AIM >>
Retype, without changes, every line from the line that contains "Expected: for every instance of the beetle front" through the final line of the records. Exclude pictures.

AVAILABLE RECORDS >>
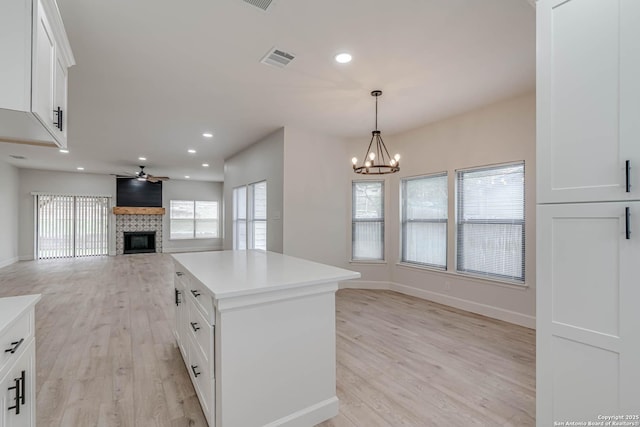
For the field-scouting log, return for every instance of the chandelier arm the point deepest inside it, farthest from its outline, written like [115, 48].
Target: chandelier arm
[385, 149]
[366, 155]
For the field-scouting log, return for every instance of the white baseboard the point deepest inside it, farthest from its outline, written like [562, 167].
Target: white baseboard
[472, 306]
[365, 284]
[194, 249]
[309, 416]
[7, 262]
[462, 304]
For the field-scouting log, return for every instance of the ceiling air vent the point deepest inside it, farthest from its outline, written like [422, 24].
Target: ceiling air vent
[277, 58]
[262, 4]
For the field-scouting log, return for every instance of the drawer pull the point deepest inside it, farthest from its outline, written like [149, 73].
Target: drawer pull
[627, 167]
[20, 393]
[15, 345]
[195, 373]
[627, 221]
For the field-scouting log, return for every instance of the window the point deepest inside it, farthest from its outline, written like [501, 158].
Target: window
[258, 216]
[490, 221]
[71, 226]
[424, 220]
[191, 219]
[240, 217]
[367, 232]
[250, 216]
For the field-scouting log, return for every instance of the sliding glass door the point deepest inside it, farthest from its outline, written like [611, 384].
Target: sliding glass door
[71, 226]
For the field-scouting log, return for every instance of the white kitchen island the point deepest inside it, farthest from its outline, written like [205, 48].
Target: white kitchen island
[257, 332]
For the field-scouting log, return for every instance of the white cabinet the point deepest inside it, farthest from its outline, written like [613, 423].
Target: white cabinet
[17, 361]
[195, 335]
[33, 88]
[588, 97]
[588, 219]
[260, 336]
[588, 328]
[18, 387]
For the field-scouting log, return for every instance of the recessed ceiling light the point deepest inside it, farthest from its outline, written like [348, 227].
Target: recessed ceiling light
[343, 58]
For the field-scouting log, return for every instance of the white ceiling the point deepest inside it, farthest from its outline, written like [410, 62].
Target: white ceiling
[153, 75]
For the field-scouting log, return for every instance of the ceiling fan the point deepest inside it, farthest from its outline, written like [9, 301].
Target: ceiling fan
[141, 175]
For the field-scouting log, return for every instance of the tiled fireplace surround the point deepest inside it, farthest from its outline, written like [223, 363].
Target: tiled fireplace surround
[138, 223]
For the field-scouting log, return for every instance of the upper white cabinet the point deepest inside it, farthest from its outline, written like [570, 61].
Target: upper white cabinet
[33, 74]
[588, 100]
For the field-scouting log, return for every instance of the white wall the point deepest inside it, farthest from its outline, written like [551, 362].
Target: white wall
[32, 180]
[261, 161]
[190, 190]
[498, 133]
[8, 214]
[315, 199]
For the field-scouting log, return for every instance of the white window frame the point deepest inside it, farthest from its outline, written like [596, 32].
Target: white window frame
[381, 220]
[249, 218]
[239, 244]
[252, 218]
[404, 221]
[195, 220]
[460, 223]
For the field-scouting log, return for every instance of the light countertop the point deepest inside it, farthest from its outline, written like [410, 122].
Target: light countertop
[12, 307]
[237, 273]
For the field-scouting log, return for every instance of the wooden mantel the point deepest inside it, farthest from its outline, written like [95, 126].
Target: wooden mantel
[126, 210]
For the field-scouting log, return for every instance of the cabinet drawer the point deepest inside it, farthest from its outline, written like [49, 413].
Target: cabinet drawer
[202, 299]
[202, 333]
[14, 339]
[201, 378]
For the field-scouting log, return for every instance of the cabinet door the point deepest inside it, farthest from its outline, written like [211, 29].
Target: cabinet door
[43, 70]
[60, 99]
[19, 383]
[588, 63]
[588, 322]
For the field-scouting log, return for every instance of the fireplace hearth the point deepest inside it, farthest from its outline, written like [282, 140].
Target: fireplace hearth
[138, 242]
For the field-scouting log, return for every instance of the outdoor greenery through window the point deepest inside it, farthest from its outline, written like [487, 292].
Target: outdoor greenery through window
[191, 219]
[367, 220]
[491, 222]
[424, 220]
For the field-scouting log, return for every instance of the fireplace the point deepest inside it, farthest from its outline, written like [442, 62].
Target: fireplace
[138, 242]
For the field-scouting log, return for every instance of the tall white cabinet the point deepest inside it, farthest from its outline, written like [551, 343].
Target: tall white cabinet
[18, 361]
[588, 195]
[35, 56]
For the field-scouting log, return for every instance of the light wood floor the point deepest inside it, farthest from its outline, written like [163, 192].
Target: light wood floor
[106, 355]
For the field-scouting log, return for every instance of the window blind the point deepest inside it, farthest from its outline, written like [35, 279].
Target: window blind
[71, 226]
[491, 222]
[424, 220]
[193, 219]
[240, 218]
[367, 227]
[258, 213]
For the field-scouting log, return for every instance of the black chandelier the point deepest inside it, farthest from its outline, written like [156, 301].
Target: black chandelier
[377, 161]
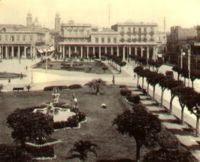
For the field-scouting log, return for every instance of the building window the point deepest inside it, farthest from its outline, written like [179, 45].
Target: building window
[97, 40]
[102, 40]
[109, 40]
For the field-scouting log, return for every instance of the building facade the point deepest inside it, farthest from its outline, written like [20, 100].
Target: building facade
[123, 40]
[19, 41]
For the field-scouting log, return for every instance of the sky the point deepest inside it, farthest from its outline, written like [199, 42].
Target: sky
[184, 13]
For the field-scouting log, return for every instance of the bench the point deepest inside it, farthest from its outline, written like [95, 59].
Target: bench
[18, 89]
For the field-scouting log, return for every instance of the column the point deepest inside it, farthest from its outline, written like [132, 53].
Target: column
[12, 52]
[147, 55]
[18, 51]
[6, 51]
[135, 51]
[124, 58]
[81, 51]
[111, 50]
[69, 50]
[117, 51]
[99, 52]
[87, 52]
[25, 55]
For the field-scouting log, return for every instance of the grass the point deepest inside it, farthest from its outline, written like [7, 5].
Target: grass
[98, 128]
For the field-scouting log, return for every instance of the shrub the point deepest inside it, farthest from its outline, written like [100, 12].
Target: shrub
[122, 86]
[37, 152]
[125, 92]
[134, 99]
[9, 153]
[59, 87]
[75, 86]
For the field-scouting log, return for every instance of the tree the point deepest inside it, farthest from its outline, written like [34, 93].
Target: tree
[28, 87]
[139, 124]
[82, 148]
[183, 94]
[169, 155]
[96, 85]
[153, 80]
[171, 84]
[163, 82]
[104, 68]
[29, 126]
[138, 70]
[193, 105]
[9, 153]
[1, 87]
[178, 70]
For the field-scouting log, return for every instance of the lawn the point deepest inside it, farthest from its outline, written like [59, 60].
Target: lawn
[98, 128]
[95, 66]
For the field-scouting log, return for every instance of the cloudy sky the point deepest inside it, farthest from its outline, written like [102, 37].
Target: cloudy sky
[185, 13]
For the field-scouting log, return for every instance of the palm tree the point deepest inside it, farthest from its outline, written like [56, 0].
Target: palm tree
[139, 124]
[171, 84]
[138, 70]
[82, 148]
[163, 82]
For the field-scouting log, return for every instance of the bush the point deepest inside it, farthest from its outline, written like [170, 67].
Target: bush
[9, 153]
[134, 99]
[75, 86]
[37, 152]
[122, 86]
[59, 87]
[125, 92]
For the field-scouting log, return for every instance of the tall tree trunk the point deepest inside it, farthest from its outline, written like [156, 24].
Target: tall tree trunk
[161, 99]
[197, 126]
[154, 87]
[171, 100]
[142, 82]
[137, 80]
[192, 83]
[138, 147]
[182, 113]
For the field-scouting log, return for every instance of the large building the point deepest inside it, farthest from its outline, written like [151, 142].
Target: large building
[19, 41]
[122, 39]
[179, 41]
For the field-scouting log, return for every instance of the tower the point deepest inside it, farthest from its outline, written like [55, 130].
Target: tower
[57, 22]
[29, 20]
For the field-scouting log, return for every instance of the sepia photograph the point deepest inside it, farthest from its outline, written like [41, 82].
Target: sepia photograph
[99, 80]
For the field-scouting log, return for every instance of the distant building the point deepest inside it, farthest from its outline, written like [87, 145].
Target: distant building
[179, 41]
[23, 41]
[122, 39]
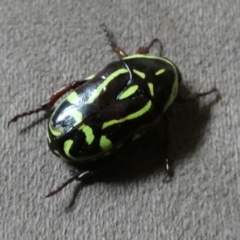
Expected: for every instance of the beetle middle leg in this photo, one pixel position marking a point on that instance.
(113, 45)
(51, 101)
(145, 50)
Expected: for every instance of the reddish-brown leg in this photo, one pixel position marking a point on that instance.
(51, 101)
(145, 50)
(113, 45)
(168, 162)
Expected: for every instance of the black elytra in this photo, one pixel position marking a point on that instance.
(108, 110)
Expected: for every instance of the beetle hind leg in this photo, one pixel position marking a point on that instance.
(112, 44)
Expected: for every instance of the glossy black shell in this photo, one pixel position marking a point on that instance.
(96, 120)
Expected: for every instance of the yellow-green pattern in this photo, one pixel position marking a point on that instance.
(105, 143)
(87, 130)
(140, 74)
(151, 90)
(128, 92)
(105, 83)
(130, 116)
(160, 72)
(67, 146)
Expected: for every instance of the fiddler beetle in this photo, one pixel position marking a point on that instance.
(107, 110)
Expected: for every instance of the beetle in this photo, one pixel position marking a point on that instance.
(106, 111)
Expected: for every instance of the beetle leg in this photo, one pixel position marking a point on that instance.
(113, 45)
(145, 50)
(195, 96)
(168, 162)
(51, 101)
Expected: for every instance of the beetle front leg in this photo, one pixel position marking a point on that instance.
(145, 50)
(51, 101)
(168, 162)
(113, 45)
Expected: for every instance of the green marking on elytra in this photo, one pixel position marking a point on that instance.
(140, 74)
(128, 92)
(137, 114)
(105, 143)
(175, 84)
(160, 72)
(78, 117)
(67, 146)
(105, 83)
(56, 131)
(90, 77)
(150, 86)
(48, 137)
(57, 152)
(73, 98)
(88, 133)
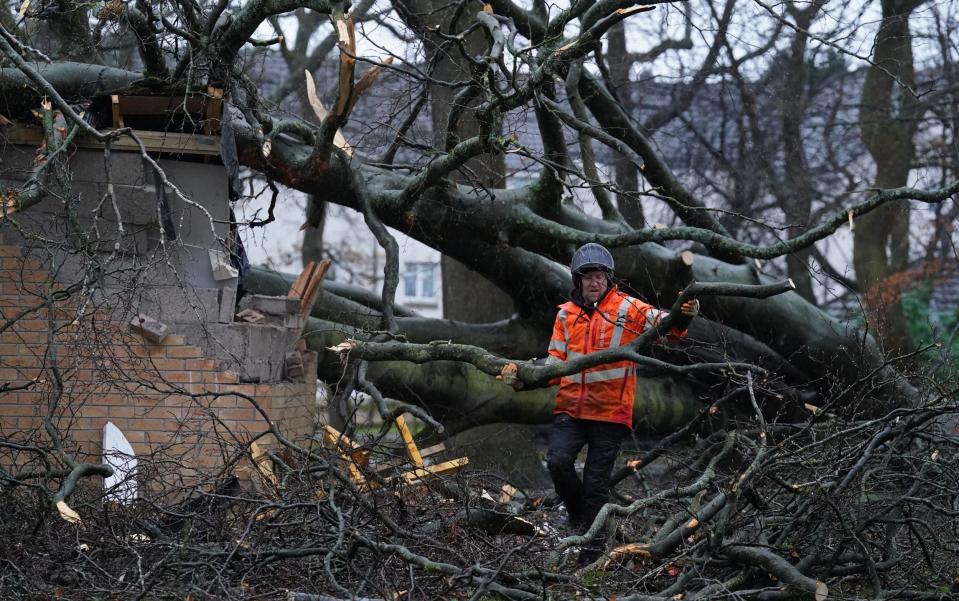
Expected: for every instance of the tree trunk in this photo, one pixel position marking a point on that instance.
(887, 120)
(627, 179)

RESULT OF THIS TASK >>
Expected: for every instance of the beetle front leg in this photo, one pixel position marking a point on that instance.
(145, 50)
(51, 101)
(168, 162)
(113, 45)
Expected: for every instance of the green marking on elytra in this photo, one pixel position marking a point on that instance.
(140, 74)
(128, 92)
(137, 114)
(105, 143)
(175, 84)
(160, 72)
(78, 117)
(67, 146)
(105, 83)
(56, 131)
(90, 77)
(150, 86)
(48, 137)
(57, 152)
(73, 98)
(88, 133)
Expected: for every instance of the tree trunk in this photo, one pixel position marking a point on that instance.
(887, 120)
(627, 179)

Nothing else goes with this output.